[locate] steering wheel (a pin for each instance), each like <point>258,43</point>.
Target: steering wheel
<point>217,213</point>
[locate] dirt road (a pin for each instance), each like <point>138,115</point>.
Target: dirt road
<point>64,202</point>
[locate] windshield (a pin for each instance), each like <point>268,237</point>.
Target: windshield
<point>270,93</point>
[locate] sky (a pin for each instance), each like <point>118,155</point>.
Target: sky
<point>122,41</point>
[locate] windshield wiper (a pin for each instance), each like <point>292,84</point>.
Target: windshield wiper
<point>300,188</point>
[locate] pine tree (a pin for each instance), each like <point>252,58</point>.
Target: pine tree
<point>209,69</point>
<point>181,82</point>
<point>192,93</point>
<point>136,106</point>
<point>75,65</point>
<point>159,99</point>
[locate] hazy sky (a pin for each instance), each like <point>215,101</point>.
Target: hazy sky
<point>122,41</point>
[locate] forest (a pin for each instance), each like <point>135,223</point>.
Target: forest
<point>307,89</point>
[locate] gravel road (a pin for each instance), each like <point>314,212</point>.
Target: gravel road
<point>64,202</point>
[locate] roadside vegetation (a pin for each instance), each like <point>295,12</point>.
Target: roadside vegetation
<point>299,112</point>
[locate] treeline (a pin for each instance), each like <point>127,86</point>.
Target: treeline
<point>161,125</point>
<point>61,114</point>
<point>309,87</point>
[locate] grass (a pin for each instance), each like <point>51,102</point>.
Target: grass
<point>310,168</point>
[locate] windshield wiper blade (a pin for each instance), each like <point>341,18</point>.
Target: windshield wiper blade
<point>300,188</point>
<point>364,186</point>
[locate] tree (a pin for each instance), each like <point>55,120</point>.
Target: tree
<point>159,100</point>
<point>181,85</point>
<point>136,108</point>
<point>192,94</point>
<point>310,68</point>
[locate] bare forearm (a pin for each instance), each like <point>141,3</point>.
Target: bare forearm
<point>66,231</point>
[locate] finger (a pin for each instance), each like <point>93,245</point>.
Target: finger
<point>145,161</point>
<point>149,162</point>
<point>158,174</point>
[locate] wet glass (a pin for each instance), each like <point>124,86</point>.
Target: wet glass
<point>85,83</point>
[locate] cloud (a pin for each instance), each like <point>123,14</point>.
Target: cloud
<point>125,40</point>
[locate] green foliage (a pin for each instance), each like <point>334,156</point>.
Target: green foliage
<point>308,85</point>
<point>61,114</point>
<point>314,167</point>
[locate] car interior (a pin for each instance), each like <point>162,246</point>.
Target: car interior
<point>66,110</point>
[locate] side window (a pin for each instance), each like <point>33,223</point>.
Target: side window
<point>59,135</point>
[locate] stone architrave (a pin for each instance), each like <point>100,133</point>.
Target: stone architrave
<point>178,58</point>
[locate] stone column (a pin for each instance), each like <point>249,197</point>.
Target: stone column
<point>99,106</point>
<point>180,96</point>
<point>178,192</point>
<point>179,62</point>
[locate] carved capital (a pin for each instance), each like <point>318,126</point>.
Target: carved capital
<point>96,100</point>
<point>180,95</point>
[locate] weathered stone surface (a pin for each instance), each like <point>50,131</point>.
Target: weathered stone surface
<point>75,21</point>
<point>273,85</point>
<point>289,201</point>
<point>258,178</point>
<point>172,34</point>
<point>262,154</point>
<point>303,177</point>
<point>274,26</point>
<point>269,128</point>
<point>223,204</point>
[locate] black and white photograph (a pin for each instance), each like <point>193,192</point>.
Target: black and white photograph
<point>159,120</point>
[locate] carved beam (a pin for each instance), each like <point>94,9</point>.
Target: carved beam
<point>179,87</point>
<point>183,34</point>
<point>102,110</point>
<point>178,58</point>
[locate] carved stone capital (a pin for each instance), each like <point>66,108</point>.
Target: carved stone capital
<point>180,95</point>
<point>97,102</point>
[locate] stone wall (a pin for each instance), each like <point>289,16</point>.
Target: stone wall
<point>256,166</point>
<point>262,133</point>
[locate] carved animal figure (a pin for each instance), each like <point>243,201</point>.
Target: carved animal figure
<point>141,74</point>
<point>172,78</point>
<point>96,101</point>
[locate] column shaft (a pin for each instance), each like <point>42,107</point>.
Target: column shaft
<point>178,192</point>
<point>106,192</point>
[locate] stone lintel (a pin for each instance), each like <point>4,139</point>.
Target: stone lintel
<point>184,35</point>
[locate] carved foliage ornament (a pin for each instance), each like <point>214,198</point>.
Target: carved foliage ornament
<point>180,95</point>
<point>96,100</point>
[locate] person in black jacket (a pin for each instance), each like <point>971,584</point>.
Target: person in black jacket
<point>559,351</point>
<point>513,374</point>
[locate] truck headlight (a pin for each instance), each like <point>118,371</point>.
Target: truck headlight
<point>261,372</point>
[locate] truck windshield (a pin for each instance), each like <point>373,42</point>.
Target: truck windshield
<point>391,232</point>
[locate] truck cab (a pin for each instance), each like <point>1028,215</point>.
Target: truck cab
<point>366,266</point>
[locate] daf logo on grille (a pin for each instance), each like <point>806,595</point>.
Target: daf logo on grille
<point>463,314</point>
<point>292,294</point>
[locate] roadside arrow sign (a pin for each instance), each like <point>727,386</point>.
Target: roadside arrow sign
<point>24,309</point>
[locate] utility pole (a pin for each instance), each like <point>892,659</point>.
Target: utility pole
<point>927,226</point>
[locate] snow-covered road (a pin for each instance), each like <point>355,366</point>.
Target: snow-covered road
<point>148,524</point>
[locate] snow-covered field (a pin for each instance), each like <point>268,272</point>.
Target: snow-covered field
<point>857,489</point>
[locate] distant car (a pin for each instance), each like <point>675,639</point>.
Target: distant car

Exercise instructions
The reply should restate the records above in full, character for character.

Answer for the task
[locate] steering wheel (a pin for each instance), each like <point>258,43</point>.
Target: steering wheel
<point>217,213</point>
[locate] dirt road (a pin for each instance), each like <point>138,115</point>.
Target: dirt road
<point>64,202</point>
[locate] windshield (a pin for each instance), each like <point>268,237</point>.
Target: windshield
<point>270,93</point>
[locate] sky (a pin for each instance), each like <point>118,155</point>.
Target: sky
<point>122,41</point>
[locate] windshield wiper (a pin for each instance), each like <point>292,84</point>.
Target: windshield wiper
<point>300,188</point>
[locate] pine tree (a pin for each instance), each like <point>252,58</point>.
Target: pine tree
<point>209,69</point>
<point>181,82</point>
<point>192,93</point>
<point>136,106</point>
<point>75,65</point>
<point>159,99</point>
[locate] hazy sky (a pin for each instance), each like <point>215,101</point>.
Target: hazy sky
<point>122,41</point>
[locate] forest (a pin for each instance), each like <point>135,223</point>.
Target: forest
<point>307,89</point>
[locate] gravel road (a pin for each instance), each like <point>314,212</point>.
Target: gravel road
<point>64,202</point>
[locate] roadside vegetation (a pin for each instance), each like <point>295,12</point>.
Target: roadside vegetation
<point>299,112</point>
[locate] treeline (a pin for each instance), each like <point>127,86</point>.
Target: treeline
<point>161,125</point>
<point>61,114</point>
<point>309,87</point>
[locate] grass (a pin for each instance), each like <point>51,102</point>.
Target: grass
<point>310,168</point>
[locate] windshield wiper blade (a pin for each instance), each like <point>341,18</point>.
Target: windshield wiper blade
<point>300,188</point>
<point>364,186</point>
[locate] tree (a pin for each instance), each like <point>55,120</point>.
Target: tree
<point>159,100</point>
<point>181,85</point>
<point>136,108</point>
<point>192,94</point>
<point>310,68</point>
[locate] bare forearm (a pin for each instance), each like <point>141,3</point>.
Target: bare forearm
<point>66,231</point>
[locate] finger (a pin for each instance), each like <point>93,245</point>.
Target: finger
<point>145,161</point>
<point>149,162</point>
<point>158,174</point>
[locate] wet glass (a pin for each instance), each like <point>124,86</point>.
Target: wet glass
<point>85,83</point>
[locate] cloud (a pin for each instance), each like <point>123,14</point>.
Target: cloud
<point>125,40</point>
[locate] green foliage (a pin for each instance), each like <point>334,156</point>.
Target: green foliage
<point>308,85</point>
<point>61,114</point>
<point>314,167</point>
[locate] car interior (a pin for each instance), each like <point>162,246</point>.
Target: car interior
<point>66,110</point>
[locate] side window (a pin for each instance), each like <point>33,223</point>.
Target: side window
<point>59,135</point>
[locate] stone architrave (a pin for each instance), each like <point>100,133</point>.
Target: stone architrave
<point>178,58</point>
[locate] stone column (a pin for each instance), each like <point>249,197</point>.
Target: stone column
<point>99,106</point>
<point>180,96</point>
<point>178,192</point>
<point>179,62</point>
[locate] carved capital (a pin for each instance), each like <point>318,126</point>.
Target: carved capital
<point>96,100</point>
<point>180,95</point>
[locate] weathered stone surface (a pin for each instance), each like <point>50,131</point>.
Target: weathered stone surface
<point>75,21</point>
<point>273,85</point>
<point>289,201</point>
<point>258,178</point>
<point>172,34</point>
<point>262,154</point>
<point>303,177</point>
<point>274,26</point>
<point>269,128</point>
<point>223,204</point>
[locate] black and white photograph (a pin for each instance), each like <point>193,192</point>.
Target: black and white photograph
<point>159,120</point>
[locate] carved beam (a pin for each instance), each like <point>94,9</point>.
Target: carved beam
<point>179,87</point>
<point>183,34</point>
<point>102,110</point>
<point>178,58</point>
[locate] carved stone capital (a pin for each instance), each like <point>66,108</point>.
Target: carved stone capital
<point>180,95</point>
<point>97,102</point>
[locate] stone wall (a pin for each instance), each like <point>289,16</point>.
Target: stone wall
<point>256,166</point>
<point>262,133</point>
[locate] carved animal figure (a pin for each instance), each like <point>243,201</point>.
Target: carved animal figure
<point>141,74</point>
<point>172,78</point>
<point>96,101</point>
[locate] column shaft (a pin for each instance), each like <point>42,107</point>.
Target: column shaft
<point>178,192</point>
<point>106,192</point>
[locate] stone lintel (a pin for each instance), each like <point>4,139</point>.
Target: stone lintel
<point>184,35</point>
[locate] carved foliage ornament (a pin for each instance), each like <point>214,198</point>.
Target: carved foliage ornament
<point>180,95</point>
<point>96,100</point>
[locate] person in black jacket (a pin for each instance), each like <point>971,584</point>.
Target: person in black jacket
<point>559,351</point>
<point>513,374</point>
[locate] truck headlight (a pin for each instance), each like <point>118,371</point>.
Target: truck headlight
<point>261,372</point>
[locate] truck windshield (a pin for each instance), each like <point>373,42</point>.
Target: truck windshield
<point>391,232</point>
[locate] truck cab (a pin for each instance), each like <point>1028,215</point>.
Target: truck cab
<point>366,266</point>
[locate] daf logo on grille (a pin for each instance), each like <point>806,595</point>.
Target: daf logo on grille
<point>463,314</point>
<point>292,294</point>
[locate] roadside arrow sign (a pin for each instance), each like <point>727,386</point>.
Target: roadside arrow sign
<point>24,309</point>
[locate] utility pole (a pin for each instance), each like <point>892,659</point>.
Target: utility pole
<point>927,226</point>
[locate] snow-covered road (a pin for each instance), each like <point>355,366</point>.
Target: snow-covered road
<point>148,524</point>
[locate] snow-covered field (a pin for each instance), each like <point>268,272</point>.
Target: snow-covered field
<point>857,489</point>
[locate] distant car (a pin for each instance), each like <point>675,639</point>.
Target: distant car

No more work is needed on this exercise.